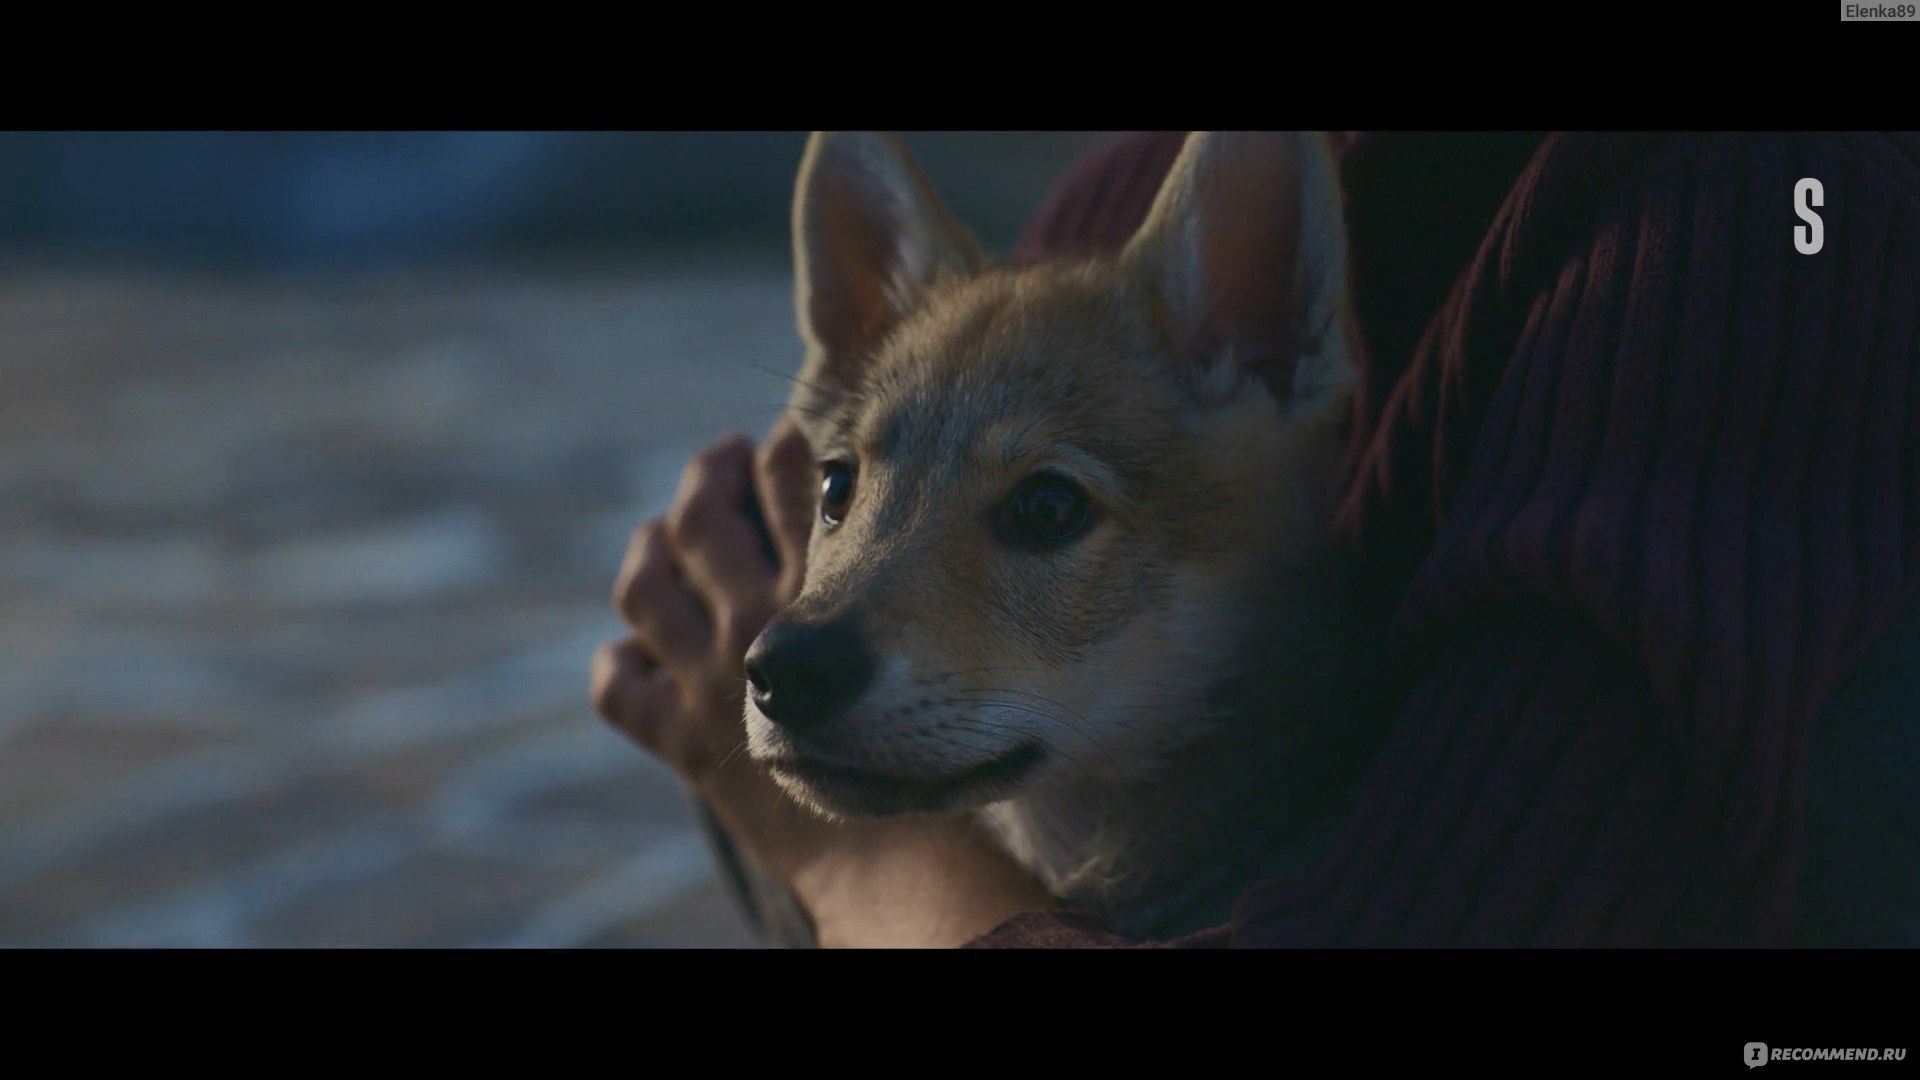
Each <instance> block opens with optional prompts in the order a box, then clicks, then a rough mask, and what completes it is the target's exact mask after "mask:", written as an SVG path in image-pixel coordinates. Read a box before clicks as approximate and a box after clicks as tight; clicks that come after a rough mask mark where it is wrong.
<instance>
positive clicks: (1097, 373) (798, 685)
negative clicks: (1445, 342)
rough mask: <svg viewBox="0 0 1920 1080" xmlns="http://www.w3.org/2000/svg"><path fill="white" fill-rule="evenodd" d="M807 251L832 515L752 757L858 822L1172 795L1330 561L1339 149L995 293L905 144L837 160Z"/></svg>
mask: <svg viewBox="0 0 1920 1080" xmlns="http://www.w3.org/2000/svg"><path fill="white" fill-rule="evenodd" d="M793 240H795V258H797V271H799V288H797V298H799V323H801V332H803V336H804V340H806V350H808V352H806V363H804V367H803V371H801V380H799V388H797V392H795V396H793V402H791V409H793V413H795V415H797V419H799V421H801V425H803V429H804V432H806V436H808V442H810V444H812V448H814V454H816V457H818V459H820V461H822V486H820V490H822V494H820V513H818V517H816V523H814V536H812V546H810V552H808V565H806V582H804V588H803V592H801V596H799V600H797V603H795V605H793V607H791V609H789V611H787V613H783V615H781V617H778V619H776V621H774V623H772V625H768V628H766V632H764V634H762V636H760V638H758V640H756V642H755V646H753V650H751V651H749V655H747V675H749V684H751V690H749V705H747V726H749V748H751V751H753V755H755V757H756V759H758V761H762V763H764V765H768V767H770V769H772V771H774V774H776V776H778V778H780V780H781V782H783V784H785V786H787V790H789V792H793V794H795V796H799V798H801V799H803V801H808V803H810V805H814V807H816V809H820V811H826V813H837V815H883V813H916V811H952V809H962V807H972V805H983V803H989V801H996V799H1002V798H1010V796H1014V794H1018V792H1020V790H1023V788H1025V786H1029V784H1046V782H1054V780H1060V778H1066V776H1075V774H1077V776H1089V774H1102V773H1110V774H1127V776H1133V774H1139V773H1142V771H1148V769H1152V767H1154V763H1156V759H1160V757H1162V755H1164V753H1165V751H1169V749H1173V748H1175V746H1179V744H1181V742H1183V740H1187V738H1188V736H1190V732H1192V730H1196V724H1200V723H1204V717H1202V713H1204V709H1206V707H1208V694H1210V690H1212V688H1213V686H1215V684H1217V682H1219V678H1221V675H1223V669H1225V665H1231V663H1235V661H1236V659H1240V653H1238V651H1236V644H1238V642H1242V640H1244V636H1246V634H1248V632H1250V630H1252V626H1250V619H1254V617H1256V615H1258V611H1260V605H1261V603H1263V601H1269V600H1271V586H1273V580H1275V577H1277V567H1286V565H1288V563H1292V565H1300V563H1308V561H1311V559H1315V557H1317V555H1319V553H1321V552H1323V550H1325V544H1327V523H1329V498H1331V486H1332V475H1334V455H1336V450H1338V442H1340V429H1342V425H1344V419H1346V411H1348V400H1350V384H1352V363H1350V354H1348V342H1350V331H1348V307H1346V240H1344V223H1342V206H1340V194H1338V183H1336V175H1334V163H1332V158H1331V150H1329V146H1327V140H1325V138H1323V136H1317V135H1302V133H1200V135H1194V136H1190V138H1188V142H1187V146H1185V150H1183V154H1181V158H1179V161H1177V163H1175V165H1173V169H1171V173H1169V177H1167V181H1165V183H1164V186H1162V190H1160V194H1158V200H1156V204H1154V209H1152V211H1150V215H1148V219H1146V221H1144V225H1142V227H1140V231H1139V233H1137V234H1135V236H1133V240H1131V242H1129V244H1127V248H1125V252H1123V254H1121V256H1119V258H1114V259H1098V261H1071V263H1043V265H1033V267H1018V269H996V267H989V265H987V263H985V259H983V258H981V254H979V250H977V246H975V242H973V240H972V238H970V236H968V233H966V231H964V229H962V227H960V225H958V223H956V221H954V217H952V215H950V213H948V211H947V208H945V206H943V202H941V198H939V196H937V194H935V192H933V188H931V186H929V184H927V181H925V177H924V175H922V173H920V169H918V167H916V165H914V163H912V160H910V158H908V154H906V150H904V146H902V144H900V142H899V140H897V138H893V136H885V135H874V133H833V135H814V138H812V142H810V144H808V148H806V158H804V163H803V165H801V179H799V190H797V198H795V213H793ZM1271 694H1273V701H1271V705H1273V711H1275V717H1277V723H1284V711H1286V700H1284V684H1277V686H1273V690H1271Z"/></svg>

================

**EXERCISE REQUIREMENTS:** Leave out the pictures and reproduce the rest of the records exactly.

**ANSWER BOX:**
Each <instance> block opens with optional prompts in the order a box, then clicks, then a rough mask, and what completes it is the target's exact mask after "mask:", written as an SVG path in image-pixel coordinates. Read a box before clicks as approximate and a box after clicks as tight; clicks that come after a rough mask mark where it is wrong.
<instance>
positive clicks: (1097, 373) (798, 685)
negative clicks: (1445, 342)
rough mask: <svg viewBox="0 0 1920 1080" xmlns="http://www.w3.org/2000/svg"><path fill="white" fill-rule="evenodd" d="M807 251L832 515L752 757L858 822L1172 795L1330 561L1339 149L995 293L905 144L837 160Z"/></svg>
mask: <svg viewBox="0 0 1920 1080" xmlns="http://www.w3.org/2000/svg"><path fill="white" fill-rule="evenodd" d="M793 240H795V258H797V271H799V288H797V298H799V323H801V332H803V336H804V340H806V350H808V352H806V363H804V367H803V371H801V380H799V388H797V392H795V396H793V402H791V409H793V413H795V415H797V419H799V421H801V425H803V429H804V432H806V436H808V442H810V444H812V448H814V454H816V457H818V459H820V461H822V486H820V490H822V494H820V513H818V517H816V523H814V536H812V546H810V552H808V565H806V582H804V588H803V592H801V596H799V600H797V603H795V605H793V607H791V609H789V611H787V613H783V615H781V617H778V619H776V621H774V623H772V625H768V628H766V632H764V634H762V636H760V638H758V640H756V642H755V646H753V650H751V651H749V655H747V675H749V684H751V690H749V705H747V726H749V748H751V751H753V755H755V757H756V759H758V761H762V763H764V765H768V767H770V769H772V771H774V774H776V776H778V778H780V780H781V782H783V784H785V786H787V790H789V792H793V794H795V796H799V798H801V799H803V801H808V803H810V805H814V807H816V809H820V811H826V813H837V815H883V813H916V811H952V809H962V807H972V805H983V803H989V801H996V799H1002V798H1010V796H1014V794H1018V792H1020V790H1023V788H1025V786H1029V784H1046V782H1054V780H1060V778H1066V776H1075V774H1077V776H1089V774H1102V773H1110V774H1127V776H1133V774H1139V773H1142V771H1148V769H1152V767H1154V763H1156V759H1160V757H1162V755H1164V753H1165V751H1169V749H1173V748H1175V746H1179V744H1181V742H1183V740H1187V738H1188V736H1190V732H1192V730H1196V724H1200V723H1204V717H1202V713H1204V709H1206V707H1208V694H1210V690H1212V688H1213V686H1215V684H1217V682H1219V678H1221V675H1223V669H1225V665H1231V663H1235V661H1236V659H1240V653H1238V651H1236V644H1238V642H1242V640H1244V636H1246V634H1248V632H1250V630H1252V626H1250V619H1254V617H1256V615H1258V611H1260V605H1261V603H1263V601H1269V600H1271V586H1273V580H1275V577H1277V567H1286V565H1288V563H1292V565H1300V563H1308V561H1311V559H1315V557H1317V555H1319V553H1321V552H1323V550H1325V544H1327V523H1329V498H1331V486H1332V475H1334V455H1336V450H1338V442H1340V429H1342V425H1344V419H1346V411H1348V400H1350V384H1352V363H1350V354H1348V342H1350V331H1348V307H1346V240H1344V223H1342V206H1340V194H1338V183H1336V175H1334V163H1332V158H1331V150H1329V146H1327V140H1325V138H1323V136H1317V135H1302V133H1200V135H1194V136H1190V138H1188V142H1187V146H1185V150H1183V154H1181V158H1179V161H1177V163H1175V165H1173V169H1171V173H1169V177H1167V181H1165V183H1164V186H1162V190H1160V194H1158V200H1156V204H1154V209H1152V211H1150V215H1148V219H1146V221H1144V225H1142V227H1140V231H1139V233H1137V234H1135V236H1133V240H1131V242H1129V244H1127V248H1125V252H1123V254H1121V256H1119V258H1114V259H1098V261H1071V263H1043V265H1033V267H1018V269H996V267H989V265H987V263H985V259H983V258H981V254H979V250H977V246H975V242H973V240H972V238H970V236H968V233H966V231H964V229H962V227H960V225H958V223H956V221H954V217H952V215H950V213H948V211H947V208H945V206H943V202H941V198H939V196H937V194H935V192H933V188H931V186H929V184H927V181H925V177H924V175H922V173H920V169H918V167H916V165H914V163H912V160H910V158H908V154H906V150H904V146H902V144H900V142H899V140H897V138H893V136H885V135H874V133H833V135H814V138H812V142H810V144H808V148H806V158H804V163H803V165H801V179H799V190H797V198H795V213H793ZM1271 694H1273V701H1271V705H1273V711H1275V717H1277V723H1284V711H1286V700H1284V684H1277V686H1273V690H1271Z"/></svg>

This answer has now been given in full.